§ **REQUIRED ACTION**
Your reply should restate the lines from the top of the entries through the line containing "Target: shadow on grass" word for word, with no pictures.

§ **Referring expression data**
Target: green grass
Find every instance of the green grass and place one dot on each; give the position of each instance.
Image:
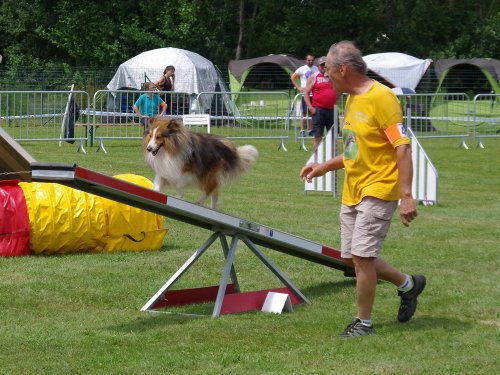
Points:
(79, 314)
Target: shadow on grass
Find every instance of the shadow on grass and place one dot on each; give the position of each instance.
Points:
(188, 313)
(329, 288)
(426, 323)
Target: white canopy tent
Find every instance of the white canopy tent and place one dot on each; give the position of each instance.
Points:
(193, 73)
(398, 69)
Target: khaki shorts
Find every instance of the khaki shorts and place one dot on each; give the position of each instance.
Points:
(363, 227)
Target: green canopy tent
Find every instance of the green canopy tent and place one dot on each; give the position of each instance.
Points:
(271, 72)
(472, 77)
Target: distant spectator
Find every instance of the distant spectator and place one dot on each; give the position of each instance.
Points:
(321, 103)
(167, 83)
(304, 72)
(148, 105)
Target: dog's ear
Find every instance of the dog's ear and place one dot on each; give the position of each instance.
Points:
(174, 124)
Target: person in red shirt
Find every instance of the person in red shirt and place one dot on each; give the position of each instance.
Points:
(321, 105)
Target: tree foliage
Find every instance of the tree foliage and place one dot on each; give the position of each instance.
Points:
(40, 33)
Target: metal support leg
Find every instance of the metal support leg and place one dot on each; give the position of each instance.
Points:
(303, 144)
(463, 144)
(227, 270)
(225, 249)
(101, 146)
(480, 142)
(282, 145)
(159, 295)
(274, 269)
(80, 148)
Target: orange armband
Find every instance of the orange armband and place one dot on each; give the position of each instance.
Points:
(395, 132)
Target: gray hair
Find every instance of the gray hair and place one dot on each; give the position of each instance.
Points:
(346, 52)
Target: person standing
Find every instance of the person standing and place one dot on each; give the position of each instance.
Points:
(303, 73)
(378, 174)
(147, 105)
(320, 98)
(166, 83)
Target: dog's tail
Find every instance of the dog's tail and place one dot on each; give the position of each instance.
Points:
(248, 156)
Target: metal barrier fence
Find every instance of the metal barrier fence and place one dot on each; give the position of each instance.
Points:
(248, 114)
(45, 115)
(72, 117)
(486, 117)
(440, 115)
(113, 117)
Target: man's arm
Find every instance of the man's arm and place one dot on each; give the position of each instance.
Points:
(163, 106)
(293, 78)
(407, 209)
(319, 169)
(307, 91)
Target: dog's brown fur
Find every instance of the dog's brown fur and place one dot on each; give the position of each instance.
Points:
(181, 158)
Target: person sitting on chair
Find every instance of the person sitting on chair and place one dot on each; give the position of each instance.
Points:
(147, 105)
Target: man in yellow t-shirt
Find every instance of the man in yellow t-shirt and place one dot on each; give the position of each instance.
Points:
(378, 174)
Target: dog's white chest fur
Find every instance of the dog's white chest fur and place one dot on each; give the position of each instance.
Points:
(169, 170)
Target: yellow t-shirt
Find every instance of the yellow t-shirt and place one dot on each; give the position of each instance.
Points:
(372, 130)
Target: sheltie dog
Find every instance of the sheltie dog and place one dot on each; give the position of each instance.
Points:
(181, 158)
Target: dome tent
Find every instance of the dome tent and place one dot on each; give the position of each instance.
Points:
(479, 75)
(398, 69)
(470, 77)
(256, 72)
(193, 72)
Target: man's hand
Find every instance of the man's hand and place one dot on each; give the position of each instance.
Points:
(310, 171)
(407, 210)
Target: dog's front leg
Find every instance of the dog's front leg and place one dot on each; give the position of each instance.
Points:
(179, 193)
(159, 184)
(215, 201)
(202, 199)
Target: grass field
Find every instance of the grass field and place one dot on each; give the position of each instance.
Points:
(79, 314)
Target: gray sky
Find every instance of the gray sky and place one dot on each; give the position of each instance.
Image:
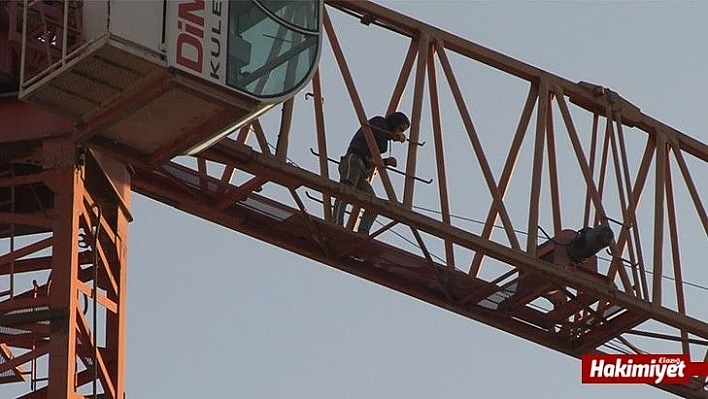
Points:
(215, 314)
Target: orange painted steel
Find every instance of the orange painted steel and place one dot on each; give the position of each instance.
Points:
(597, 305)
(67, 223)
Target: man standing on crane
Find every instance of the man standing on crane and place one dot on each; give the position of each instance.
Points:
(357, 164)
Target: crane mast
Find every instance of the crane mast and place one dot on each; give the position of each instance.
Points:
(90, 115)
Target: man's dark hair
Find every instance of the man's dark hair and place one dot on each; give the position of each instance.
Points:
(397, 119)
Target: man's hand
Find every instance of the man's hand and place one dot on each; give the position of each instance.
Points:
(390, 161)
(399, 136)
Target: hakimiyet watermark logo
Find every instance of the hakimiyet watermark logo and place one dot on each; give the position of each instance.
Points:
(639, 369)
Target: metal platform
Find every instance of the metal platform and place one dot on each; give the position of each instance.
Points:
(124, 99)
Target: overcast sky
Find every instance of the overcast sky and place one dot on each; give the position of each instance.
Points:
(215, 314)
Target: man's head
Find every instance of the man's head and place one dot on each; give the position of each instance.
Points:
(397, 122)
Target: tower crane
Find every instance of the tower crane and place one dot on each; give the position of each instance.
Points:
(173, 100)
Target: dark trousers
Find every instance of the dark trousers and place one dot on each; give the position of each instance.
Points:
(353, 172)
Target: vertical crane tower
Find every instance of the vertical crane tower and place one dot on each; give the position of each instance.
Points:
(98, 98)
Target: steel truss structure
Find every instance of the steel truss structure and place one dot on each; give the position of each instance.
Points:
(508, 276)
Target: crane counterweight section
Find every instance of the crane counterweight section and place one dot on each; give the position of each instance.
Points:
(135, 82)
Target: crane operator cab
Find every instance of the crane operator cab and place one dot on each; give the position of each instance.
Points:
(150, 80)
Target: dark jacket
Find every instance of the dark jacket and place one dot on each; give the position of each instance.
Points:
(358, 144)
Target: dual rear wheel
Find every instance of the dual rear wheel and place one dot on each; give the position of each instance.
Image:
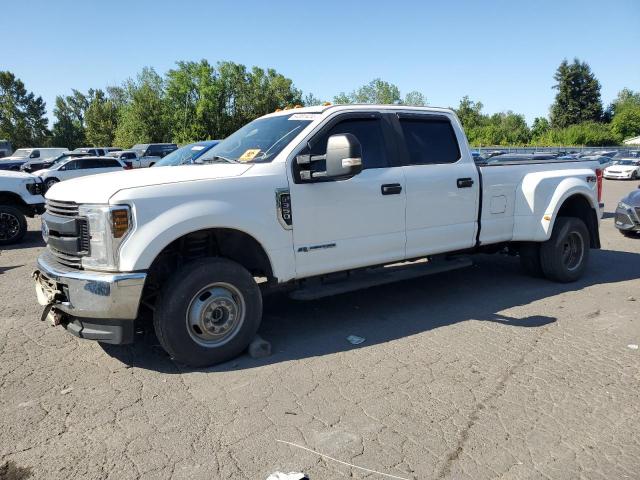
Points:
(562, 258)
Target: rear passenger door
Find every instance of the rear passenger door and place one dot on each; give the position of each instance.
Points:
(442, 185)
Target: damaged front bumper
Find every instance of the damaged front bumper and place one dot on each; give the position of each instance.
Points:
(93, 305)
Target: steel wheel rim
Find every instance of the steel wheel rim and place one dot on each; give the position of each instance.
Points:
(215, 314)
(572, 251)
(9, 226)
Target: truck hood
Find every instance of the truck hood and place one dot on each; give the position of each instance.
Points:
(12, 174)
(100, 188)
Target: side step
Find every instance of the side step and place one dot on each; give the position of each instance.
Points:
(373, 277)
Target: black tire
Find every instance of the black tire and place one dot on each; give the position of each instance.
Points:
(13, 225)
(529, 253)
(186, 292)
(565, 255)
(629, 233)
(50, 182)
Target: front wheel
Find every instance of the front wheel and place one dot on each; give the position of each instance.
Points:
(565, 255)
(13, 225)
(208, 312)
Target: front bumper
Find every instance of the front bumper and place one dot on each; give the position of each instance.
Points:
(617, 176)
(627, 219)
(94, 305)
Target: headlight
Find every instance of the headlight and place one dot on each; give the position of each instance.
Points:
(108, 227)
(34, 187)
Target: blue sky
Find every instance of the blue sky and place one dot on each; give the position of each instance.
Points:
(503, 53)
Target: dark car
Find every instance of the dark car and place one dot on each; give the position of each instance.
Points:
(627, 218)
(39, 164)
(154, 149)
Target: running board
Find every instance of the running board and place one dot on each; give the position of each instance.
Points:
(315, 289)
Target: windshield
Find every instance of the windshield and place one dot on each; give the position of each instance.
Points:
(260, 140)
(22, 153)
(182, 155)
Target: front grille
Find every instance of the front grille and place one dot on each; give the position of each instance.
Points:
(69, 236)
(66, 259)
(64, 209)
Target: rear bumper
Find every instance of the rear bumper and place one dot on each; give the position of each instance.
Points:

§ **WRITTEN REPLY**
Target: green grass
Find every instance of the green grass and place one dot on each; give the position of each instance.
Image:
Points:
(79, 314)
Target: shadow on grass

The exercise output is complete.